# TASK DESCRIPTION
In full and without deviation, write out the entries that follow.

--------------------------------

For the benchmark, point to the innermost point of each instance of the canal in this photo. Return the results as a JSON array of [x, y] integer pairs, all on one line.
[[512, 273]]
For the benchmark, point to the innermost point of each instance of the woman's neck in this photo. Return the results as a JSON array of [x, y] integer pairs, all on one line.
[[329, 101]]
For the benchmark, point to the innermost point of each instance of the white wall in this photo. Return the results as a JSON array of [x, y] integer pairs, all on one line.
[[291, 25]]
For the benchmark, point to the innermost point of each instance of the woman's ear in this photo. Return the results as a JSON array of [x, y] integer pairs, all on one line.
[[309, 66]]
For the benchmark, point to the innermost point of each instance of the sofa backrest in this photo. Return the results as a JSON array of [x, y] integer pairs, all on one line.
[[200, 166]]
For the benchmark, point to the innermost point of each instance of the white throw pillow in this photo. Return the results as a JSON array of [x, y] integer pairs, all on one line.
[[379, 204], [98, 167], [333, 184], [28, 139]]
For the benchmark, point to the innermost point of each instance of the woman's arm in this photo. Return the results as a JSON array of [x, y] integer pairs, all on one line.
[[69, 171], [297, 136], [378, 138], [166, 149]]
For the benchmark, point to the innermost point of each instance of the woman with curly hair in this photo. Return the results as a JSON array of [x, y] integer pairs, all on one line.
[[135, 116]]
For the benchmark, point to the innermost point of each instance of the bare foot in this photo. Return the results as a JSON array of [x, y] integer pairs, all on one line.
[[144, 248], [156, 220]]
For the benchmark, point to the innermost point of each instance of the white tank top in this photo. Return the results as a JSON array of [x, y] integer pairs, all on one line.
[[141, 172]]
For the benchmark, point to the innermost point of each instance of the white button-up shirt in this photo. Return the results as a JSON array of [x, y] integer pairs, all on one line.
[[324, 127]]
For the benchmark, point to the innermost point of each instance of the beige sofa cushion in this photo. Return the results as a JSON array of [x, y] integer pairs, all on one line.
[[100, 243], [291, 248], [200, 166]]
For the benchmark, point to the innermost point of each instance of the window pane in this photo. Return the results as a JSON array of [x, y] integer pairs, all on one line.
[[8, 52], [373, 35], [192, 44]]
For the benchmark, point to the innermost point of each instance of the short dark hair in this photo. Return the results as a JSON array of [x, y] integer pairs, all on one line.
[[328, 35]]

--------------------------------

# CORRECT RESPONSE
For the benchmark, point to the innermost point of each instance of the canal in this photo. Return the results as a JSON array of [x, y] integer pairs, all on one line.
[[512, 273]]
For the benchmark, point to the innermost point of each instance of the woman's neck in this photo. Return the results as a JSON array of [x, y] integer pairs, all on one line.
[[329, 101]]
For the benchmark, point to the innermost point of each instance of the white wall in this photo. Return the results as a JSON array of [x, y] integer pairs, all on one line.
[[291, 25]]
For the benchmark, point to the innermost point of each instance of the woman's ear in this photo. Return the results as a JSON array of [x, y] integer pairs, all on one line.
[[309, 66]]
For the benchmark, point to the innermost point of each instance of the sofa backrest in this photo. Return the results as a JSON array of [x, y] integer pairs, all on one line.
[[200, 166]]
For the benchmark, point to the innermost point of each instance of the white throw pillow in this photo. Return the results as a JSON array of [x, y] integer pairs, all on one line.
[[379, 204], [98, 167], [333, 184], [28, 139]]
For the benchmark, point to the innermost point of each instance of the woman's arm in this photo. Return the results as a JSON array of [x, y] integer pairs, all on one line.
[[69, 171], [297, 136], [378, 138], [166, 149]]
For the benchmark, point to the innermost point of each instance of the woman with curly hair in this photo. Return the results as a JSON array of [x, y] integer pairs, all on one line.
[[135, 116]]
For the benchmark, point to the innermost point of each instance of the bare foot in this photo. Return the results as a JSON array of [x, y] integer pairs, all on one line.
[[144, 248], [156, 220]]
For the benchmark, point to the innermost point of each instance of the white tank top in this photo. Return the results as a JSON array of [x, y] integer pairs, all on one line.
[[141, 172]]
For the benchmark, point to the innermost point of each instance of the white button-up shirt in this photo. Return the results as a JSON array of [x, y] integer pairs, all on one line.
[[324, 127]]
For the benchmark, point to the innermost point of each instance of the beige sofa cushion in this photo. Return the results as a JSON array of [x, y] integer pairs, all on one line.
[[100, 243], [291, 248], [200, 166]]
For the benchmark, point to the innermost point of each instance of the window pane in this photo. Return the results as a JSON array of [x, y] integer pairs, all on one line.
[[8, 52], [373, 35], [192, 44]]
For the benchmark, point to the innermost point of each instance of the short dark hair in this photo. Return the results as a JSON array of [x, y] integer pairs, all on one line.
[[328, 35]]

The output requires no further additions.